A freshly published study released out of the University of Alabama at Birmingham has shown that black people are more likely to sacrifice financial resources for an extended life when looking at life-threatening cancer. The study looked at lung and colorectal cancer specifically. The other minority groups sampled in the study were Asian and Hispanic, both of which were more likely than Caucasians to exhaust financial resources for the treatment options of loved ones.
To my surprise, the highest percentage of those who’d rather cancer care than cash, the blacks in the study, was 80%, Asians at 72%, Hispanics at 69% and, sadly, Caucasians were at 54%. Without seeing the data, I would’ve thought/hoped the percentage for all groups to be close to a hundred. Unfortunately, they weren’t and in reality, we are faced with these decisions often enough as health care advances while insurance rates surge. Even the oft seen 80/20 coverage some insurance companies offer, when considering aggressive cancer treatment, could bankrupt even an upper middle class American. Socio-cultural proof of this is the advent of specialty cancer insurance. With cancer rates as high as they are, life time prevalence, cancer insurance.

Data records
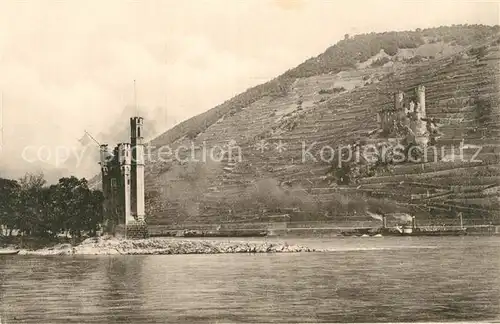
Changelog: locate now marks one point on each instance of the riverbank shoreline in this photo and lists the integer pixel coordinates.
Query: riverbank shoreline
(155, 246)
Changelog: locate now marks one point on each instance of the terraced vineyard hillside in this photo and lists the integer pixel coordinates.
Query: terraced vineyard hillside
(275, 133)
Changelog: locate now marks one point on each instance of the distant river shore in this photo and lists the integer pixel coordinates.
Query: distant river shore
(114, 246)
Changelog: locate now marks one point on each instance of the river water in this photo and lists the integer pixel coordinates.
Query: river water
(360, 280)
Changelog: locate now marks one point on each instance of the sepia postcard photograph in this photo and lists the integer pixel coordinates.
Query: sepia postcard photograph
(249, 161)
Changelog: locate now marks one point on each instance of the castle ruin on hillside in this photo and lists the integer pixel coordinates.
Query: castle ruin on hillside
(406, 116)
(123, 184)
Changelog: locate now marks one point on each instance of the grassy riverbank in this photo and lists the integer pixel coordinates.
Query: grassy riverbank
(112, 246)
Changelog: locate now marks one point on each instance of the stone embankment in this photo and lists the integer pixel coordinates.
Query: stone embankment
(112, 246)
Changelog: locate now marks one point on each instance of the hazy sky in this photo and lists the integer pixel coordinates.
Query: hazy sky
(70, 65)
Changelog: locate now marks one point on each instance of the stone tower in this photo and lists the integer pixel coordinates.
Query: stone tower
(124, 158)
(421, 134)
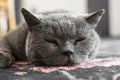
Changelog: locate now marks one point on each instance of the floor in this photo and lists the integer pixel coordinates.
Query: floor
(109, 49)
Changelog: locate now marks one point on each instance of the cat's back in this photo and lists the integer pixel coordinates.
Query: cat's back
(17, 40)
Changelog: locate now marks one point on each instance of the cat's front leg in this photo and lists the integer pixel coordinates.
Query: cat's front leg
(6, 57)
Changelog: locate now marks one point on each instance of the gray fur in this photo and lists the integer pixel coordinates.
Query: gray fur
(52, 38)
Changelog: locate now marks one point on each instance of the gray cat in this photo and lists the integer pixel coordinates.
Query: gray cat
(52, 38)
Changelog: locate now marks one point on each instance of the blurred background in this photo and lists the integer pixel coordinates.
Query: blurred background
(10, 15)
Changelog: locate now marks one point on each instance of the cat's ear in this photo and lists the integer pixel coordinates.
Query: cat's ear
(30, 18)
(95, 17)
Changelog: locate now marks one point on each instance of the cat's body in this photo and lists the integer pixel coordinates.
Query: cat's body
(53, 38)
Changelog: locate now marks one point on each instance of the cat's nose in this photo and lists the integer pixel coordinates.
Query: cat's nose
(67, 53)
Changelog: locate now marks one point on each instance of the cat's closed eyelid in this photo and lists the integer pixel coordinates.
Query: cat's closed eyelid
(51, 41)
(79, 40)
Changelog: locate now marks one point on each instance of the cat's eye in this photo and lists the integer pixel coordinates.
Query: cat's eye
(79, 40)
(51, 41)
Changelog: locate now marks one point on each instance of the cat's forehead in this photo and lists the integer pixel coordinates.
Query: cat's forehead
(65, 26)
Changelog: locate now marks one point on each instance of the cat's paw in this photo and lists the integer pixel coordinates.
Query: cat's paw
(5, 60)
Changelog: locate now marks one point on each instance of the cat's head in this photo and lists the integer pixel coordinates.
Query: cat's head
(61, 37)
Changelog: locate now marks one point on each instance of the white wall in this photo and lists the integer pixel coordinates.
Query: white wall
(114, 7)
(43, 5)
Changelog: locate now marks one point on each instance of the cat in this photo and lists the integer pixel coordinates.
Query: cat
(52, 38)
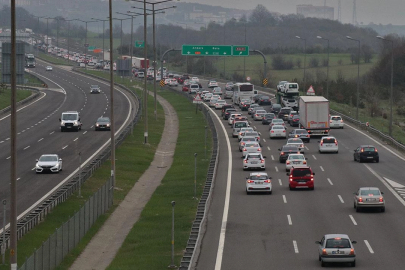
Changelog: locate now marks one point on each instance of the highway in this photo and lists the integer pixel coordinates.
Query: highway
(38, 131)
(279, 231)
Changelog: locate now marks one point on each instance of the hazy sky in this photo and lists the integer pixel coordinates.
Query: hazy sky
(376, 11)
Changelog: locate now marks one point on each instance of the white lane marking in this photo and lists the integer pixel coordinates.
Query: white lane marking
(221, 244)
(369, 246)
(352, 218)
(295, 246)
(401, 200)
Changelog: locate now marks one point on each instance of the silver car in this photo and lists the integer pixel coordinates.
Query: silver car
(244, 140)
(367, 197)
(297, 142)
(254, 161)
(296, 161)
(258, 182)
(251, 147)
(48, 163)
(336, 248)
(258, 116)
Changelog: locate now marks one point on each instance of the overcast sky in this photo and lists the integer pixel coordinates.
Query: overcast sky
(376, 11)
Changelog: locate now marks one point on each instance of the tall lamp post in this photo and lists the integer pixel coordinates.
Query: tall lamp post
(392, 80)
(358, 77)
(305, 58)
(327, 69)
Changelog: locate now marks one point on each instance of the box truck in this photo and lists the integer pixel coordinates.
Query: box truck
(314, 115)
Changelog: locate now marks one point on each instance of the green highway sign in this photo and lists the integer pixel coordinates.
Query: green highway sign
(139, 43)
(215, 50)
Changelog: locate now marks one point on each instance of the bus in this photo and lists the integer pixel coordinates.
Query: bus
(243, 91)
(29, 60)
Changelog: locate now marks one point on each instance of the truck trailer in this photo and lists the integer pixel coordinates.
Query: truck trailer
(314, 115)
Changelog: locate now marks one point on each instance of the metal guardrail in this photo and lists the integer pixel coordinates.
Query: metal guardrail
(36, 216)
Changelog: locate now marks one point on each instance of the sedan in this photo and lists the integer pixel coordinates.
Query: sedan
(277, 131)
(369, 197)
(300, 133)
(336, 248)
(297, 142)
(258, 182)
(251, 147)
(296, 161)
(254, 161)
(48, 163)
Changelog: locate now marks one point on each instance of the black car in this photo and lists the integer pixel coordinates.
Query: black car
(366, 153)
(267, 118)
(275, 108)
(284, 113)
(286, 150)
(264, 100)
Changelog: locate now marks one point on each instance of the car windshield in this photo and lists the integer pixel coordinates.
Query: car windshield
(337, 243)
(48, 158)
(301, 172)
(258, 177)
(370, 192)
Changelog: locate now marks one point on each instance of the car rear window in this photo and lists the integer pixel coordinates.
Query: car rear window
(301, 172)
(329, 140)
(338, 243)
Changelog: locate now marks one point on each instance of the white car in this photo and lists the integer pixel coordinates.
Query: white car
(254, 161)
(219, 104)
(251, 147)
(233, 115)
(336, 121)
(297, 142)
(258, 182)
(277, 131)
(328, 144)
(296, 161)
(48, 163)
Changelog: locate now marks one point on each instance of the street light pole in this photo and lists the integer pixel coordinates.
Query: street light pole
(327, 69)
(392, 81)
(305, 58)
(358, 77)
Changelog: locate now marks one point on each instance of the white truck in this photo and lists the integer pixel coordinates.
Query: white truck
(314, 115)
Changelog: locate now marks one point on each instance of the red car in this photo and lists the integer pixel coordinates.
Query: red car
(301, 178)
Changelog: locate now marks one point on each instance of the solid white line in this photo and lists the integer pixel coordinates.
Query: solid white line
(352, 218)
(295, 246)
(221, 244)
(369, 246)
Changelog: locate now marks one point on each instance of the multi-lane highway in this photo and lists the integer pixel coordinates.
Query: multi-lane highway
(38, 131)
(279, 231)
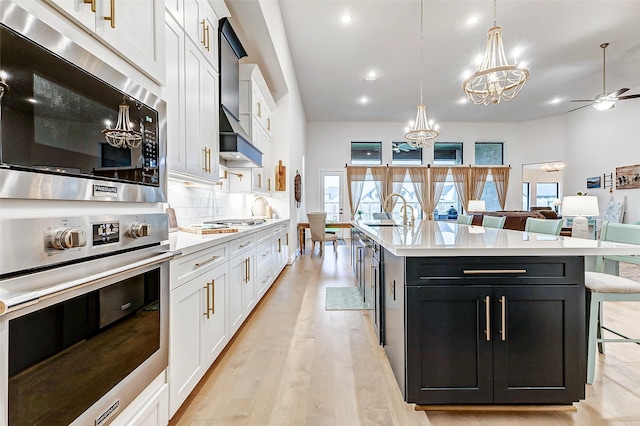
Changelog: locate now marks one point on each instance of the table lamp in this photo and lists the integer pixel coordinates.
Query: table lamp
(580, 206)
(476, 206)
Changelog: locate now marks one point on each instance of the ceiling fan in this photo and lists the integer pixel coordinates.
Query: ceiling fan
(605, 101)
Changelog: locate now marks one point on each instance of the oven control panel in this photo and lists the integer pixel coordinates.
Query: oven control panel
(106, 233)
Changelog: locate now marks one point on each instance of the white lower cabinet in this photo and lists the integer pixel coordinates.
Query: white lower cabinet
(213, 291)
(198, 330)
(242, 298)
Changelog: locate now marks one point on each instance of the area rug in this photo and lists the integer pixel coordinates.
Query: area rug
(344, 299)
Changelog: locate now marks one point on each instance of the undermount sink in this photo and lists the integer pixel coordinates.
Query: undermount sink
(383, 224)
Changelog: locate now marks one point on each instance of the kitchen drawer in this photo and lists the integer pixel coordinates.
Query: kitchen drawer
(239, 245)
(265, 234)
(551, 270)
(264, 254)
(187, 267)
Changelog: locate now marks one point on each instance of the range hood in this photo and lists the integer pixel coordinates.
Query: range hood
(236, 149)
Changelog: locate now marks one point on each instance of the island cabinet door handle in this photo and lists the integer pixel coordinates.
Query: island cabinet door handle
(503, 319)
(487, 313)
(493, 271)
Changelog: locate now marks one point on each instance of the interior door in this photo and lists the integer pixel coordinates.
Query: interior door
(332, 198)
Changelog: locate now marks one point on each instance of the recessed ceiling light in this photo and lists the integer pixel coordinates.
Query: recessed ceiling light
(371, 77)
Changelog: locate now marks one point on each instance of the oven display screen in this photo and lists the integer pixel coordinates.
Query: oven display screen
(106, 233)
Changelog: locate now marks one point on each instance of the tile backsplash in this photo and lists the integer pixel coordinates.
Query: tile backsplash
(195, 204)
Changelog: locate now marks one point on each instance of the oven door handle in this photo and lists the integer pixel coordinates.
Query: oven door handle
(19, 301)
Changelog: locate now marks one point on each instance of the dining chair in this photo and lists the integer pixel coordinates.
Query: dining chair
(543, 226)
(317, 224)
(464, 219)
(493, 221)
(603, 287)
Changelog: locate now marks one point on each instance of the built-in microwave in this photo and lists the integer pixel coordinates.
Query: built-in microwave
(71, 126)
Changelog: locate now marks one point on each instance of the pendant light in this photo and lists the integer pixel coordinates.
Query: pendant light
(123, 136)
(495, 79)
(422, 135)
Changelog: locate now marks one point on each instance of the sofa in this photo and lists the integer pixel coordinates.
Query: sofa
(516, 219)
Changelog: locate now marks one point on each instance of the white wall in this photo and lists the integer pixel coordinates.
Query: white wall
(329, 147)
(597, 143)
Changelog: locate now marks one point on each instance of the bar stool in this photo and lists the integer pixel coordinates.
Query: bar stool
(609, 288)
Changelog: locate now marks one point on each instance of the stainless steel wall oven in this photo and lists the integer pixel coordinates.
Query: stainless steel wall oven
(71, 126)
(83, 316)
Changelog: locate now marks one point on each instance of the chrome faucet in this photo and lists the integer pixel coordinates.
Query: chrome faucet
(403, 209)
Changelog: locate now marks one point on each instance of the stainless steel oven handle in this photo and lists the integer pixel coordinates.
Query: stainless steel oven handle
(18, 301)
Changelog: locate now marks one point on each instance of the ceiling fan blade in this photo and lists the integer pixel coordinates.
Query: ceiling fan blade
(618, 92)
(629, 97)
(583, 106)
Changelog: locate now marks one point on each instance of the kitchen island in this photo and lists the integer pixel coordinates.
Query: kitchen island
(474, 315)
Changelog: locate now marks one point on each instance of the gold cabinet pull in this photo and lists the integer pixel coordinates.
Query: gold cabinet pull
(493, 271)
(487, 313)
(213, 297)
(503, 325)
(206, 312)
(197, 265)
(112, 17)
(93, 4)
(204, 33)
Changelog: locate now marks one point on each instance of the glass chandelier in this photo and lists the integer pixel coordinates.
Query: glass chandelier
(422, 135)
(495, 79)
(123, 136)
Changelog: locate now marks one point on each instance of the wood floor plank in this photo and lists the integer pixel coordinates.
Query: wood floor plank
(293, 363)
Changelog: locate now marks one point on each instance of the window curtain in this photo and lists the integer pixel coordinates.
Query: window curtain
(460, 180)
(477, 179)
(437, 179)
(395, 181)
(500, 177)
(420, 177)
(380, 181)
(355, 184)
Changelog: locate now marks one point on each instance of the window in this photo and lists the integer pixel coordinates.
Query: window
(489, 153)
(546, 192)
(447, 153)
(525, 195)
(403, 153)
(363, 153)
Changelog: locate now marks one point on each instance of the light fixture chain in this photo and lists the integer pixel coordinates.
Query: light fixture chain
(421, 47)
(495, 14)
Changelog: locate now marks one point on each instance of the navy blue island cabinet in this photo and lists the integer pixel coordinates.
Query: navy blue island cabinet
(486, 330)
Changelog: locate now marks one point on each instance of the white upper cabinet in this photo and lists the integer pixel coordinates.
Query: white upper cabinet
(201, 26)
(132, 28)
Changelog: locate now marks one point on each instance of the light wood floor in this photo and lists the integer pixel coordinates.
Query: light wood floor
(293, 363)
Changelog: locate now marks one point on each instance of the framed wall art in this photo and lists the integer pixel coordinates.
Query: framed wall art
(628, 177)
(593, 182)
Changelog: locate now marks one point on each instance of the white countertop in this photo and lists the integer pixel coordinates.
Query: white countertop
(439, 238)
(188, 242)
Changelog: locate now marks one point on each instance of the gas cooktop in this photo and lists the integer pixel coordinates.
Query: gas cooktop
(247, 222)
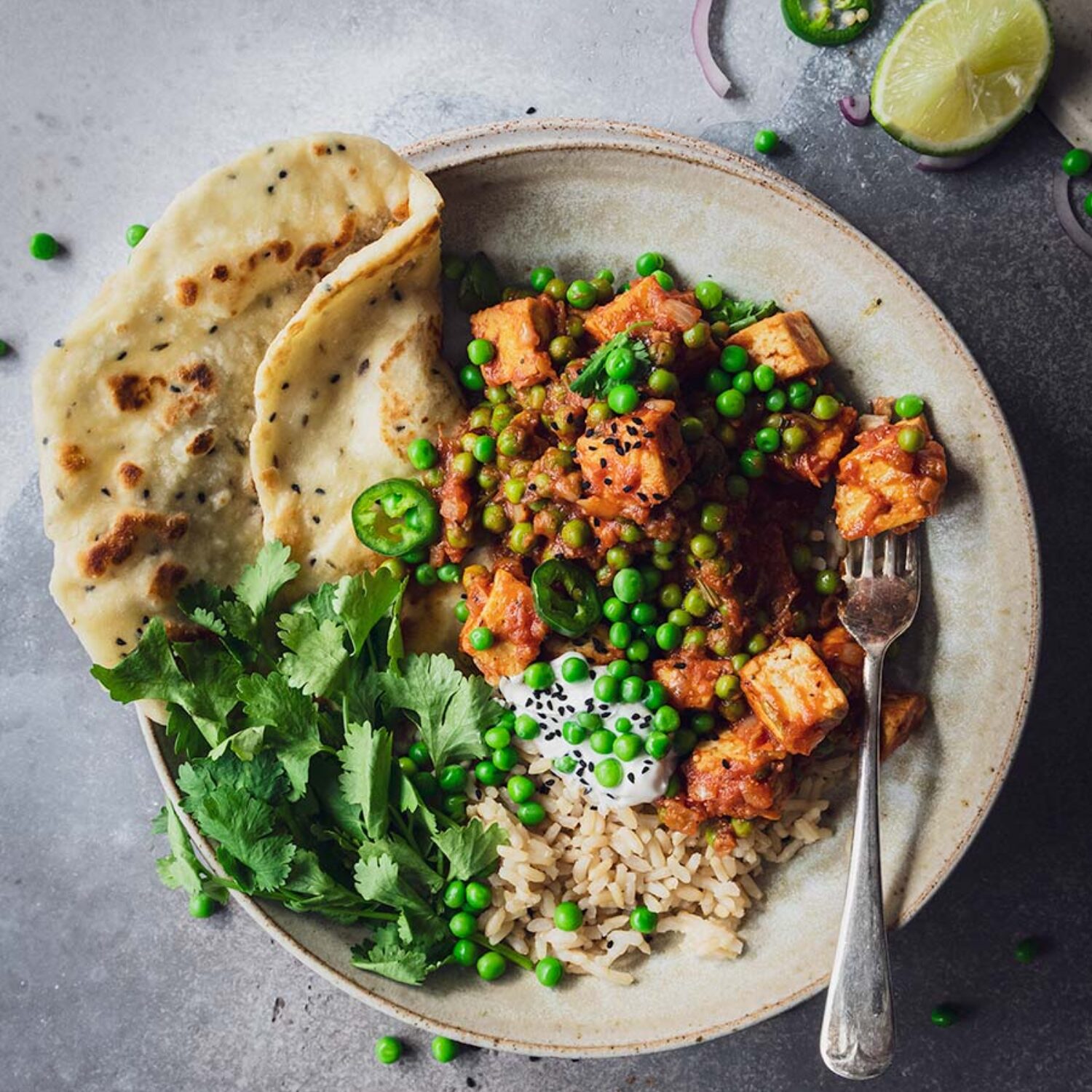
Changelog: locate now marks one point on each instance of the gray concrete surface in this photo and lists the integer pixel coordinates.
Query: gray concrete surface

◆ **Exercise set**:
**A.** Summarize the passage on the cancer treatment study in two sentences.
**B.** According to the passage on the cancer treatment study, which two types of cancer did the study specifically look at?
**C.** Write the next few sentences of the passage on the cancer treatment study.

◆ **Numbered answers**:
**A.** A University of Alabama at Birmingham study of lung and colorectal cancer found that black, Asian and Hispanic people were more likely than Caucasians to spend financial resources on treatment, with 80% of blacks, 72% of Asians, 69% of Hispanics and 54% of Caucasians preferring cancer care to cash. The author had hoped all groups would be close to a hundred percent and notes that, as insurance rates surge, even 80/20 coverage for aggressive cancer treatment could bankrupt an upper middle class American.

**B.** Lung and colorectal cancer.

**C.**
To interpret this evolutionarily, these benevolent family members place much more value in the cancer patient than superfluous financial resources, hence the giving up of resources that could easily be shunted to another member (use of term superfluous is a generalization; some of this money will come from cash assets, some from a HELOC or even selling one’s house). On this note, the study did find that those that were single or unattached in other means were generous as well. Apparently the Caucasians perceived better ways to allocate their resources; perhaps by taking preventative measures for oneself or one’s offspring. Cancer has one upped us though on that as it has been established that while preventative measures are helpful, extremely in some cases, they don’t make you immune and you could easily still get cancer after a lifetime of eating blueberries.
An interesting follow up study would be to assess the willingness to take out cancer insurance; again, looking at all four ethnic groups. I would add Native Americans to the study as they could surface important issues like the meaning of cancer to one’s culture, the degree to which it is respected, expected or dealt with. Native Americans continually show an altered view of illness and disease and given the amorphous concept that is cancer, I’m sure we’d find whole new dimensions of understanding which often influence financial decisions and the propensity to take out insurance.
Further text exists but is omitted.